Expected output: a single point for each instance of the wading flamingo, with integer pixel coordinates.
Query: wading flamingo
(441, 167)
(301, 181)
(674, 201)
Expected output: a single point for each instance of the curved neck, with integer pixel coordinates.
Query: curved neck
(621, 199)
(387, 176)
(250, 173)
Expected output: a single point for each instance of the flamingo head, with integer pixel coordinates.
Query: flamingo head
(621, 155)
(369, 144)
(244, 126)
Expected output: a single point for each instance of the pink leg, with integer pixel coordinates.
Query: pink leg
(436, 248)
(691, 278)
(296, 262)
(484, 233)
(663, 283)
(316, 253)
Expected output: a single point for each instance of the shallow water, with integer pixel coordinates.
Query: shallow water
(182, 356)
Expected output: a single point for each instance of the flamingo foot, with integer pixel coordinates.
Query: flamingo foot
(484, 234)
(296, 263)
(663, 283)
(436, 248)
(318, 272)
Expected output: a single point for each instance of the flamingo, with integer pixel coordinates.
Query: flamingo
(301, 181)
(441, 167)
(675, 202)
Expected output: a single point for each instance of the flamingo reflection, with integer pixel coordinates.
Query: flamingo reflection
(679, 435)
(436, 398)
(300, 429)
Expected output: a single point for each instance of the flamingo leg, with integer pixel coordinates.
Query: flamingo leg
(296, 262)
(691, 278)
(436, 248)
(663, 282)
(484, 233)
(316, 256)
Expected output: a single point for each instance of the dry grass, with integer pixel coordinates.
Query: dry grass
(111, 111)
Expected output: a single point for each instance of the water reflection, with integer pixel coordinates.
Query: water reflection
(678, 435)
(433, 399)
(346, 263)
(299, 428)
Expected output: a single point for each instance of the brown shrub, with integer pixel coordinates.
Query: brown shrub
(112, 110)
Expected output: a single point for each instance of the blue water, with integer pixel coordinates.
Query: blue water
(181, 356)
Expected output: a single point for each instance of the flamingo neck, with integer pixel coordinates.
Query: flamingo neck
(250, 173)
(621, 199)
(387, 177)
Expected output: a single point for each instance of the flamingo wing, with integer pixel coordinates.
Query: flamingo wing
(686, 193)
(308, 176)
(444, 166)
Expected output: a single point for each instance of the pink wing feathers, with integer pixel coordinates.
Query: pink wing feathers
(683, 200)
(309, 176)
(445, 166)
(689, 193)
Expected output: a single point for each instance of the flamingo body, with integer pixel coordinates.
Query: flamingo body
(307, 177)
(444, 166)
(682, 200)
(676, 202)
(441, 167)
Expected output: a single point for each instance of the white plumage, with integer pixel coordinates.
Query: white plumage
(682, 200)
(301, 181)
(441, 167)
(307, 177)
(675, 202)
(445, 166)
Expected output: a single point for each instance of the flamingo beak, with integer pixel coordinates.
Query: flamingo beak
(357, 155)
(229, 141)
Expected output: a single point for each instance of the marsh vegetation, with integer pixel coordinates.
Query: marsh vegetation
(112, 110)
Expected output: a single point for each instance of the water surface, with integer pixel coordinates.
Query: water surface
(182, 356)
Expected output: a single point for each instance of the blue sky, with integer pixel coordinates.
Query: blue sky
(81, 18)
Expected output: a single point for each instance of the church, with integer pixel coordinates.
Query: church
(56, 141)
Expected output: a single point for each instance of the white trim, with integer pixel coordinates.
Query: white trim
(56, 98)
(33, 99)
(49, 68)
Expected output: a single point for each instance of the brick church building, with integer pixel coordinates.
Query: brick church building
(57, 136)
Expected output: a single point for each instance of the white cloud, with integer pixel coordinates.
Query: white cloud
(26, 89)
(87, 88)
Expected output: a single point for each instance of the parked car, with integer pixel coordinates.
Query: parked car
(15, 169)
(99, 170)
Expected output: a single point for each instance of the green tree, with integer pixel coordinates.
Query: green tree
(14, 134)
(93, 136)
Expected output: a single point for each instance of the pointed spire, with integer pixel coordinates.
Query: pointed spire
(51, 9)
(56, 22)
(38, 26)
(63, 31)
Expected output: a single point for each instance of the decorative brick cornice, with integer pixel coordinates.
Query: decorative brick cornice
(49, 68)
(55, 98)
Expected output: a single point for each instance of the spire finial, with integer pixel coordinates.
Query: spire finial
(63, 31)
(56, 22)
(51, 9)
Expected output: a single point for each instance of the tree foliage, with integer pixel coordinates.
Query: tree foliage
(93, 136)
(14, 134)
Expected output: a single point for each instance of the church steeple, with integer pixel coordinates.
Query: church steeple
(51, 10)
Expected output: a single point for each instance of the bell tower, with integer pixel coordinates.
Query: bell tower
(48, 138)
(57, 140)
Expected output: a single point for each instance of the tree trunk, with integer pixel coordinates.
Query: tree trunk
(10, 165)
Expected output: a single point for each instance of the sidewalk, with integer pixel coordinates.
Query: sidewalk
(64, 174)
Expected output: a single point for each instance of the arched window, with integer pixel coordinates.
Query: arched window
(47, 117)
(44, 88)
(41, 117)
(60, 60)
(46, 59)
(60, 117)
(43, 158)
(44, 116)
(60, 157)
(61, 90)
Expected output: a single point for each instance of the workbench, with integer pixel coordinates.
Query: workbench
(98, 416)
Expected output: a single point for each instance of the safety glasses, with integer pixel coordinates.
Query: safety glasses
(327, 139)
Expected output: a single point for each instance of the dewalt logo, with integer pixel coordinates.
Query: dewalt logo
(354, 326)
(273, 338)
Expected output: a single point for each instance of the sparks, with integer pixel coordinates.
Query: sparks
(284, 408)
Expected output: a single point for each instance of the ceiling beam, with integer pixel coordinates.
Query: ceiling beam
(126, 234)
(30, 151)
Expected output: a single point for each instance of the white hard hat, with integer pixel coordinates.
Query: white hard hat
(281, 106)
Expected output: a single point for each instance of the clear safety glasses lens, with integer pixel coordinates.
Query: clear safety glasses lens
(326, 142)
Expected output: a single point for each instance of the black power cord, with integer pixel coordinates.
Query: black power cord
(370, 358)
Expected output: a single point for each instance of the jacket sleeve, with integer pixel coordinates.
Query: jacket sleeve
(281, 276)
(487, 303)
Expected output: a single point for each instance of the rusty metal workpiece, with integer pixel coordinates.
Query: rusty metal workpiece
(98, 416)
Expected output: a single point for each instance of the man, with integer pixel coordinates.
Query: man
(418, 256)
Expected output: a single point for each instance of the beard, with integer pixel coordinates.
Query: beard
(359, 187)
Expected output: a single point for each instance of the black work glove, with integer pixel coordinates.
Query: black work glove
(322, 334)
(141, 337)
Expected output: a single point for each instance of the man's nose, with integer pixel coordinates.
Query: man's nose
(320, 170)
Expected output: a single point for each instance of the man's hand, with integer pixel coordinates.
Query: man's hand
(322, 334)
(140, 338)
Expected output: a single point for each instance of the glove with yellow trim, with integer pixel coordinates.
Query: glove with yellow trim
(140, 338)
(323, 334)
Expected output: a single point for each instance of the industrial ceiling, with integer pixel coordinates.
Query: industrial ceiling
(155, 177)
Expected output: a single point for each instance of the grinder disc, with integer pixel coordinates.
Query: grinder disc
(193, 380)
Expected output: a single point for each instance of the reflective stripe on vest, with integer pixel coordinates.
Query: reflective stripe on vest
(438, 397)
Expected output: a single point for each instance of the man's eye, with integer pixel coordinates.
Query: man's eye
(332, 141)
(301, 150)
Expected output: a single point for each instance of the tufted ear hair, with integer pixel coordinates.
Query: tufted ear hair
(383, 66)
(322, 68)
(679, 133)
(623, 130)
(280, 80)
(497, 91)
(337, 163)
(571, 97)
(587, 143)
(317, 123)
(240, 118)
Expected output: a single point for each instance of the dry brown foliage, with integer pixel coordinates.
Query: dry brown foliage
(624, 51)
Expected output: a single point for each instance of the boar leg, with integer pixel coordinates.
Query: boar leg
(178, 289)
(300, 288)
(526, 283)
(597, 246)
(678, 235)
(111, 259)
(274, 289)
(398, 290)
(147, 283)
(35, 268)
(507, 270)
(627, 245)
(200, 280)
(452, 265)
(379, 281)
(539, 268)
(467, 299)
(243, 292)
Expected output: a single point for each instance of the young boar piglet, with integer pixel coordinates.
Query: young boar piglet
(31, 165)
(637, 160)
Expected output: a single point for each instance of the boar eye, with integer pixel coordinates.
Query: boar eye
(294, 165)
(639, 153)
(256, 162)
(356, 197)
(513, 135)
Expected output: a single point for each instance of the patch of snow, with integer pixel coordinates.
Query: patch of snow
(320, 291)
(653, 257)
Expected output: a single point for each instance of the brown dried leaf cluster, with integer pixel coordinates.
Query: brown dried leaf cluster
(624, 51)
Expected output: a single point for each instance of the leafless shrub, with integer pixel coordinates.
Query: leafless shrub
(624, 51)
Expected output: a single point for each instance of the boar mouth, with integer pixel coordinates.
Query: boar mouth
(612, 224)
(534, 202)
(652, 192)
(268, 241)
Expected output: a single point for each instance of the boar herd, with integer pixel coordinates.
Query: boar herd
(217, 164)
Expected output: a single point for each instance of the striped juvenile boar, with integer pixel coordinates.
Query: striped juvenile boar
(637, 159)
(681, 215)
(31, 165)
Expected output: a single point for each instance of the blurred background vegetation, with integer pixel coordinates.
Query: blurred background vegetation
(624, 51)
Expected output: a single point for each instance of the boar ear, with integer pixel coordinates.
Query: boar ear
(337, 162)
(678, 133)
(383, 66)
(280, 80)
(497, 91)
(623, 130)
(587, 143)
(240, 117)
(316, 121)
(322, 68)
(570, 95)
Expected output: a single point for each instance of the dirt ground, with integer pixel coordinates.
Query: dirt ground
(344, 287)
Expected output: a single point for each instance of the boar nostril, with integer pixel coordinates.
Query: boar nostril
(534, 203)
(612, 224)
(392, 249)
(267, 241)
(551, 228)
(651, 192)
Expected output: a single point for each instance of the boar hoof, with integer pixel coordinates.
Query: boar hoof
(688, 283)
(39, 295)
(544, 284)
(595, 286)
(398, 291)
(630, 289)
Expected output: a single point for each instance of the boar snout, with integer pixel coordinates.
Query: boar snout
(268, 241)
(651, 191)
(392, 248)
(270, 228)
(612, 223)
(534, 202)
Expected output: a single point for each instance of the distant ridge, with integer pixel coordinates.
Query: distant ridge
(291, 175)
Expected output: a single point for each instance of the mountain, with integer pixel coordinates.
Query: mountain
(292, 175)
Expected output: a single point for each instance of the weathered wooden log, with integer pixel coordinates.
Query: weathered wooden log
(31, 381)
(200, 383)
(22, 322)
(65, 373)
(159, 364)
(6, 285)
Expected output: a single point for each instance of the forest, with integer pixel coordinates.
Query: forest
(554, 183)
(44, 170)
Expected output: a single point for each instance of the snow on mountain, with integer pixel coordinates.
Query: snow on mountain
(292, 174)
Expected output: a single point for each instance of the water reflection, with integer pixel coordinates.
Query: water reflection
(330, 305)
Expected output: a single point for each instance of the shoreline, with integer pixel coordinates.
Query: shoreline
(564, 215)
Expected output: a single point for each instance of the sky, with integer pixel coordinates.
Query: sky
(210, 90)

» **TASK DESCRIPTION**: Please copy the records word for word from the line containing "forest, with integer pixel coordinates." through the last line of the records, both included.

» **WRITTEN SOLUTION**:
Expected output: a single point for each instance of the forest, with integer pixel coordinates.
Query: forest
(554, 183)
(44, 170)
Expected output: a single point for each instance of the snow on mountain, with integer pixel coordinates.
Query: snow on mountain
(292, 174)
Expected output: a single point for each instance of the water reflection, with integer pixel coordinates.
Query: water reflection
(330, 305)
Expected output: a single point for each instance of the shoreline, with integer pixel coordinates.
Query: shoreline
(564, 215)
Expected output: a single point for each instance of the sky, with integer pixel coordinates.
Query: sky
(210, 90)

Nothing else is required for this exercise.